§ **EXTRACT PROVIDED**

# # # # # # #

We did have a large national player jump into the horse trailer business for about 30, 45 days with just an ungodly rate, suck a lot of opportunities up. But they've come and gone already. And as Ken said, we're kind of right back to normal. And again, in all of our verticals, we'll have certain regional institutions or a national player jump in and do something just totally out of sorts. We don't compete with them. We sit on the sidelines, they come and go. And still probably in all of our product lines, we're bidding on about 20% to 25% of what we actually take a look at or have an opportunity.

Again, with a national footprint, it enables us to stick to our underwriting criteria and our pricing, and we really don't have to play the whim of the game of whatever local institution or a credit union that might show up and really try to buy the deal. We just go on to the next deal. And the pipelines are really, really strong, as Ken said, all across the country. So It's not a situation that we're in order to -- we're not buying business by any means.

Brad Berning -- Craig-Hallum -- Analyst

Really appreciate all the thoughts. Thank you.

David B. Becker -- Chairman, President and Chief Executive Officer

Thank you.

Operator

The next question will come from Joe Fenech of Hovde Group.

Joe Fenech -- Hovde Group -- Analyst

Afternoon, guys.

David B. Becker -- Chairman, President and Chief Executive Officer

Hey Joe.

Kenneth J. Lovik -- Executive Vice President and Chief Financial Officer

Hey Joe.

Joe Fenech -- Hovde Group -- Analyst

Hey, guys, just to lead off, just hopefully a pretty simple question. I mean just setting aside the noise and the near-term gyrations from what this first rate cut from the Fed might mean for you. I know that's where most of the questions have been focused. I mean just looking out way longer term, are you guys just thinking about this as a major inflection point for your model, you're among the most severely impacted from the rate environment the past two years? Logic would seem to suggest that the opposite might now be true if you think we're at that inflection point. I mean do you agree with that? Or am I looking at that too simplistically?

David B. Becker -- Chairman, President and Chief Executive Officer

I'd probably tend to agree with you a little more than Ken might agree with you. Yes, and I go back and we've seen obviously cycles over the last 20 years. This one has been so far off the chart in the play both from the Fed level and then the financial institution's reaction to the bumps.

I mean Feds moving 25, and they are moving 35. It's just the craziest thing I've seen. And I think we're going to see that same kind of rates back down to the bottom, faster than some folks think. They historically don't raise rates, particularly on the cost of fund side as fast as they'll bump the loan rates. But when they go down, they plug-in instantaneously. So I think we could see a real significant shift over the next six months and put us back into kind of the driver seat.

And again, when you take a look at the big scheme of things, over the last couple of years, we've grown a couple of billion in assets, literally doubled our size and headcount and internal expenses, we're now down to non-operating or non-interest expenses, down in that lower than 120 basis points. So that number is getting better day by day. And yes, I think we have an opportunity, we're going to see a significant shift in the next three to six months. And then without question if the Fed comes in, if they do 25 and then another 25, set the stage for before year-end or if they come in to do 50, I mean, we could see the bottom fall out on it -- deposit rates again.

# # # # # # #

§ **REQUIRED ACTION 1**
According to the earnings call excerpt, what share of the opportunities the company looks at does it bid on across its product lines?
§ **REQUIRED ACTION 2**
Resume the earnings call excerpt after its final sentence.

[Saved entries]
# # # # # # #

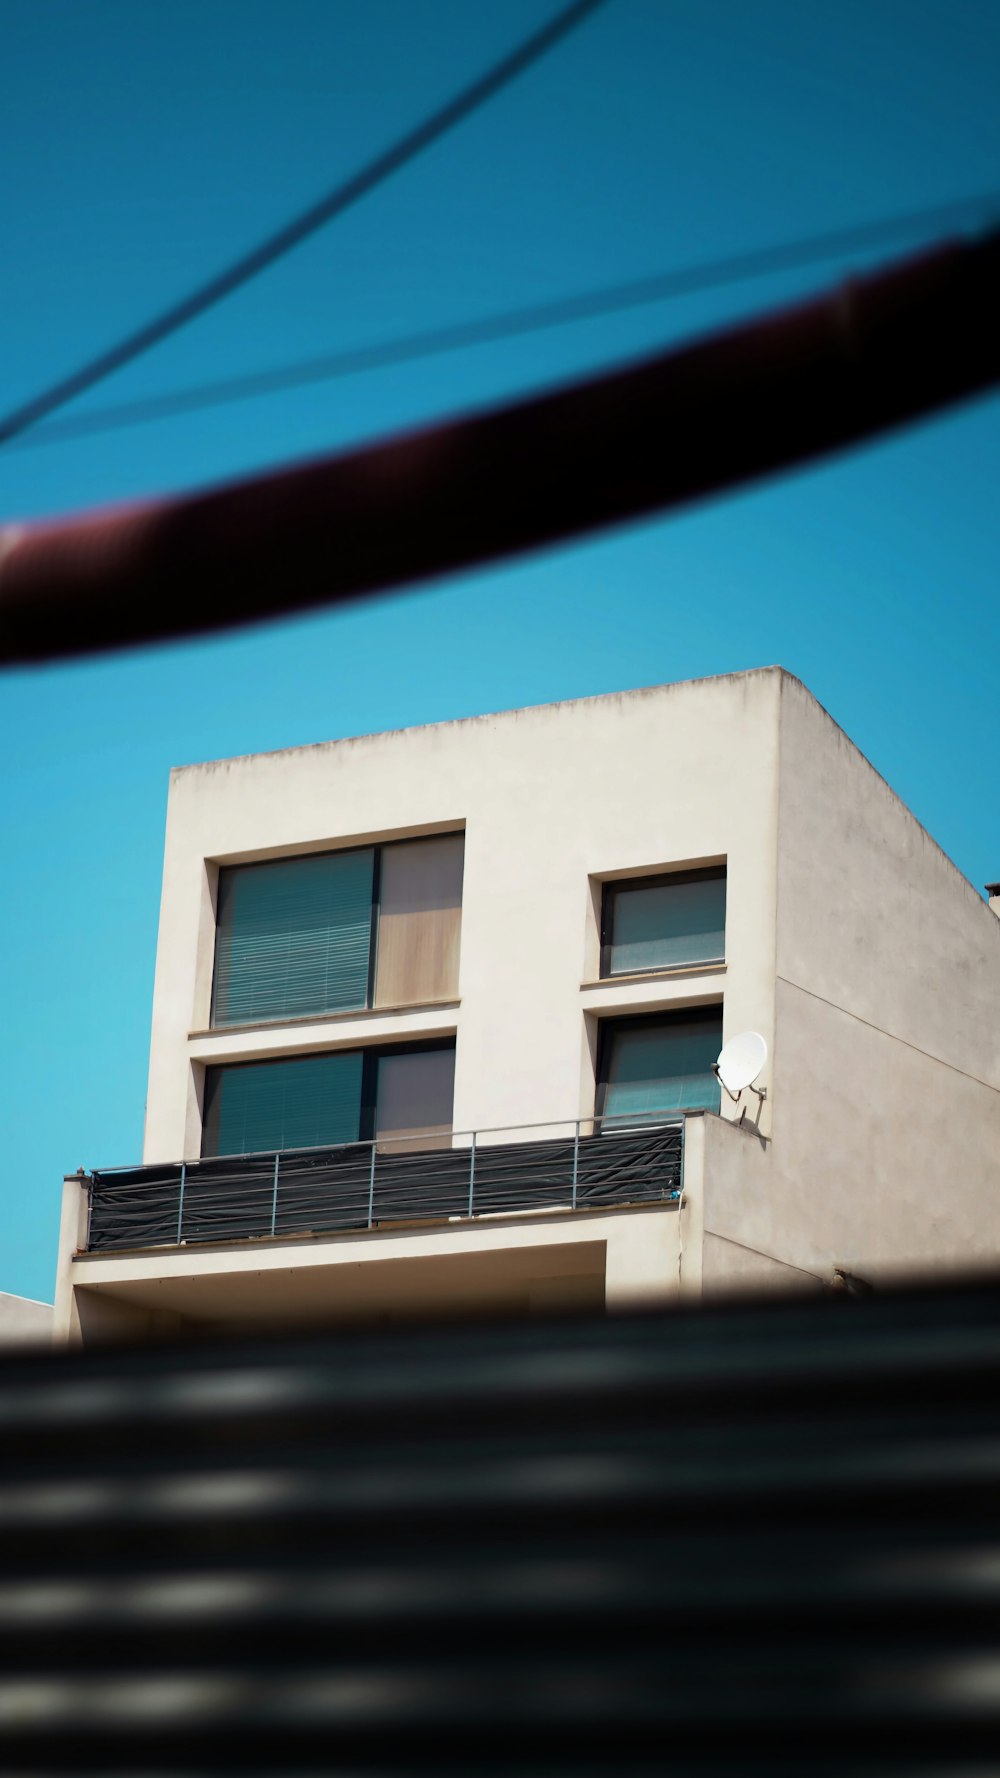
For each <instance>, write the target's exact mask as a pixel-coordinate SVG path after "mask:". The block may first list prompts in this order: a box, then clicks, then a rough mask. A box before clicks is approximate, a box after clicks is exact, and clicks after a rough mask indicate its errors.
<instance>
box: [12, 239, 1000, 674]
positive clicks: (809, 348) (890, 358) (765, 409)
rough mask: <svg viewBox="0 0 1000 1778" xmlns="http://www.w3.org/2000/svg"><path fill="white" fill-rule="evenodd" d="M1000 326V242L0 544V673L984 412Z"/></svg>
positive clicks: (375, 582) (921, 262)
mask: <svg viewBox="0 0 1000 1778" xmlns="http://www.w3.org/2000/svg"><path fill="white" fill-rule="evenodd" d="M998 313H1000V229H996V231H993V233H989V235H984V236H982V240H975V242H966V244H963V245H948V247H941V249H938V251H934V252H923V254H920V256H918V258H911V260H904V261H900V263H890V265H888V267H881V268H879V270H877V272H875V274H868V276H865V277H858V279H852V281H851V284H849V286H847V288H845V286H843V284H840V286H833V288H831V290H829V292H827V293H824V295H822V297H819V299H811V300H810V302H804V304H797V306H795V308H790V309H788V308H786V309H781V311H770V313H767V315H763V316H758V318H754V320H753V322H749V324H747V322H742V324H740V325H738V327H733V329H728V331H724V332H719V334H714V336H710V338H705V340H696V341H694V343H690V345H687V347H683V348H680V350H678V348H674V350H669V352H660V354H658V356H655V357H649V359H646V361H644V363H639V364H630V366H628V368H625V370H621V368H617V370H614V372H612V373H605V375H600V377H589V379H587V380H582V382H575V384H569V386H568V388H560V389H555V391H548V393H544V395H534V396H530V398H528V400H523V398H521V400H520V402H509V404H507V405H502V407H495V409H491V411H486V412H479V414H466V416H461V418H456V420H447V421H440V423H438V425H434V427H425V428H423V430H420V432H411V434H407V436H404V437H395V439H390V441H388V443H381V445H368V446H365V448H363V450H356V452H349V453H342V455H333V457H326V459H319V461H313V462H306V464H297V466H294V468H285V469H278V471H269V473H263V475H256V477H251V478H246V480H242V482H235V484H231V485H228V487H215V489H208V491H205V493H199V494H189V496H183V498H180V500H178V498H173V500H151V501H149V500H148V501H139V503H135V505H132V507H128V509H125V510H117V512H96V514H91V516H87V517H82V519H60V521H50V523H46V525H36V526H25V525H11V526H5V528H0V661H7V663H14V661H21V663H27V661H41V660H55V658H69V656H80V654H93V653H96V651H100V649H107V647H126V645H130V644H137V642H153V640H160V642H165V640H167V638H176V637H183V635H198V633H206V631H210V629H226V628H231V626H235V624H246V622H254V621H258V619H262V617H288V615H290V613H292V612H304V610H315V608H320V606H338V605H345V603H349V601H351V599H361V597H370V596H372V594H379V592H386V590H388V589H391V587H400V585H418V583H420V581H423V583H427V581H431V580H436V578H440V576H441V574H454V573H457V571H463V569H464V571H468V569H475V567H486V565H488V564H491V562H502V560H511V558H514V557H520V555H525V553H527V551H532V549H541V548H550V546H553V544H559V542H568V541H569V539H577V537H585V535H589V533H594V532H598V530H603V528H607V526H610V525H623V523H626V521H633V519H642V517H648V516H651V514H655V512H669V510H671V509H678V507H690V505H692V503H694V501H699V500H708V498H710V496H714V494H719V493H722V491H728V489H733V487H738V485H746V484H753V482H760V480H762V478H763V477H769V475H774V473H778V471H781V469H792V468H797V466H801V464H806V462H811V461H819V459H824V457H829V455H831V453H835V452H840V450H845V448H847V446H851V445H859V443H863V441H867V439H874V437H879V436H881V434H884V432H886V430H890V428H897V427H904V425H907V423H911V421H913V420H918V418H922V416H927V414H932V412H936V411H940V409H945V407H950V405H954V404H956V402H963V400H968V398H970V396H975V395H982V393H986V391H988V389H991V388H995V386H996V384H998V382H1000V331H998V329H996V315H998ZM488 596H489V597H498V599H502V597H504V589H498V590H495V592H491V594H488Z"/></svg>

# # # # # # #

§ **EXPECTED ANSWER 1**
About 20% to 25%.

§ **EXPECTED ANSWER 2**
Joe Fenech -- Hovde Group -- Analyst

Yes, OK. And then guys, what becomes now of that derivatives swap progress and the implications? And what are the implications of what you've already put on as a result of this inflection point in rates?

Kenneth J. Lovik -- Executive Vice President and Chief Financial Officer

Obviously, we put the hedging strategy in place in late 2017 when rates were increasing, and as they rapidly increased throughout 2018, we continued to have. I guess the one thing that I would point out with that is even with -- even when you include the impact of the swaps, our loan portfolio is 70% fixed, 30% variable or adjustable, which -- when I look at some of the -- I track a lot of the higher performing $20 billion to $30 billion commercial-oriented banks, their loan books are flipped, right? They're about 70% to 80% variable, and much of which are tied to LIBOR. LIBOR-based C&I, middle-market and larger corporate credits.

So obviously, with the rate environment being where it is today and the risk that LIBOR continues to decline, we haven't put any new swaps on this quarter. And of course, I don't foresee us doing any other hedging here assuming where -- the interest rates stay where they are. Obviously, in terms of managing long-term interest rate risk, which is something our regulator's focused on, hedging in any market is good when you have as many fixed rates loans as we have. But we've made a conscious decision to kind of manage longer-term interest rate risk through other means, predominantly loan sales, always having swaps in our back pocket if we have to worry about that.

But I don't really see us doing much hedging. We probably won't really be unwinding those hedges either right now, that would be prohibitively expensive. But it's just going to be -- LIBOR's, looking at the rates that are on Bloomberg LIBOR is down again today as it continues to kind of creep down at least to Fed. So I think it puts us probably in the same boat as some of these other commercial-oriented banks that have large LIBOR-based commercial loan portfolios.

Joe Fenech -- Hovde Group -- Analyst

So I guess, what sort of the time line, if you were really simplify it, Ken, where -- as a period of time, I'm guessing where what you've already put on eats up some of the benefit of this new rate environment. I mean, how should we think about that? And sort of when you get over the hump? And what needs to happen from a rate perspective for that not to be as big of an impact to you?

Kenneth J. Lovik -- Executive Vice President and Chief Financial Officer

Well, I think -- I'll go back to my comments earlier on kind of our forecast today day of where we believe net interest margins go. And again, I think the two biggest drivers in -- that will put pressure on margins during the third quarter are going to be, again, a fully baked quarter of the subordinated debt and the combination, again, the impact of LIBOR on the hedging that we've put in, as kind of asset yields are expected to remain fairly consistent and deposit costs -- the impact of rising deposit costs isn't really expected to have a meaningful impact.

And as we see margin go forward, margin increased modestly in the fourth quarter and beyond obviously, we're still absorbing the cost of a lower LIBOR rate. I mean we're not forecasting LIBOR to go up in those future periods, LIBOR is still low and remains low. So I think we're absorbing the cost of that through the inflection in deposit pricing as well as just being disciplined on the fixed rate side of the loan book.

Joe Fenech -- Hovde Group -- Analyst

Okay. That's helpful. And then last one from me, guys. Geographically speaking, where were the non-performers? And what was the approximate size of each? The increase this quarter?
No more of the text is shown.